[torqueusers] Fwd: ncpus anyone?

Dr. Stephan Raub raub at uni-duesseldorf.de
Tue Mar 2 11:52:05 MST 2010


Hi,

 

our Institution had been using PBSPro for some while. We dumped it and are
now using Torque/Maui for several reasons, that don’t belong in this forum
(no, it was not because of money), BUT: I liked the idea of their “chunks”.
For example: as a quantum chemist I’m using TurboMole a lot. For parallel
runs with n compute processes it requires an additional master-process which
is exactly on the same node as the first compute-prozess. Alas, this master
process doesn’t need a lot of memory. So I used a statement like
select=1:ncpus=2:mem=15gb+15:ncpus=1:mem=15gb. Up to now I haven’t figured
out a equivalent statement for torque/maui.  nodes=1:ppn=2+15:ppn=1 and
pmem=8gb is not the same, as I am not able to allocate ALL memory of a node
for the job.

|---|

Written tasks
a – In the forum post about moving from PBSPro to Torque/Maui, why does the first chunk in the PBSPro select statement ask for two CPUs while the other chunks ask for one?
b – Copy out everything in the forum post from "For example: as" down to "for the job.", keeping every word as it appears.

Information given
|---|

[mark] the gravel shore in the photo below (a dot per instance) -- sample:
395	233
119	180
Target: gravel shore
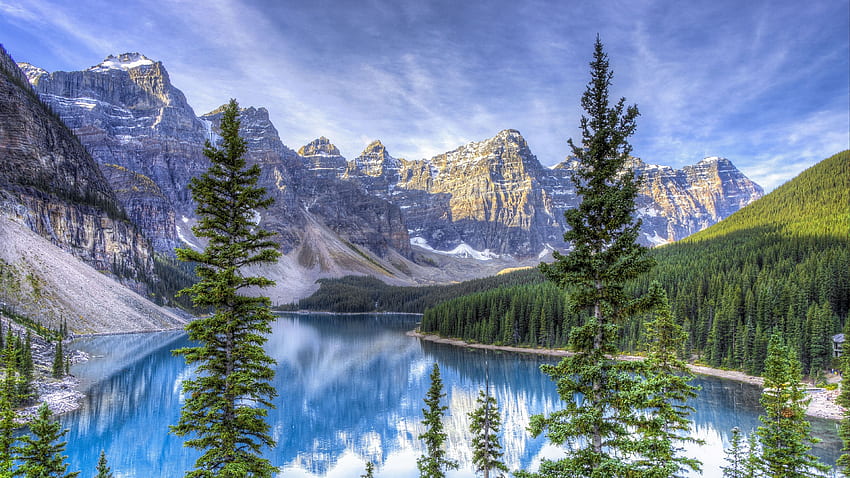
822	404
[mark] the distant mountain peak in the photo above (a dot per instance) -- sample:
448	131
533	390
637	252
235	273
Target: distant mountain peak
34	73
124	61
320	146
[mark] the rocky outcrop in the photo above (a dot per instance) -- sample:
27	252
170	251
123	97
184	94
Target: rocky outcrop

|---|

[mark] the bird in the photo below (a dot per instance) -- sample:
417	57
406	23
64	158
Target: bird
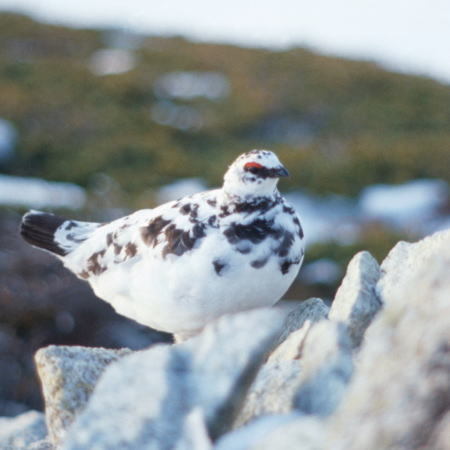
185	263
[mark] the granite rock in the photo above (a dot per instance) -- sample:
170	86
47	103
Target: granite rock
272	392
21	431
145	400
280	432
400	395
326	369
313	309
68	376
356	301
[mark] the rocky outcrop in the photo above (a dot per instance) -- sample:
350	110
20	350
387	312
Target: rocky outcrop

|---|

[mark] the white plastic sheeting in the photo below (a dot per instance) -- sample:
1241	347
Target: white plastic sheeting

|---|

Results in order
a – For parallel runs with n compute processes, TurboMole needs an extra master process, and that master process has to run on the same node as the first compute process. So the first chunk holds two CPUs: one for the first compute process and one for the master.

b –
For example: as a quantum chemist I’m using TurboMole a lot. For parallel
runs with n compute processes it requires an additional master-process which
is exactly on the same node as the first compute-prozess. Alas, this master
process doesn’t need a lot of memory. So I used a statement like
select=1:ncpus=2:mem=15gb+15:ncpus=1:mem=15gb. Up to now I haven’t figured
out a equivalent statement for torque/maui.  nodes=1:ppn=2+15:ppn=1 and
pmem=8gb is not the same, as I am not able to allocate ALL memory of a node
for the job.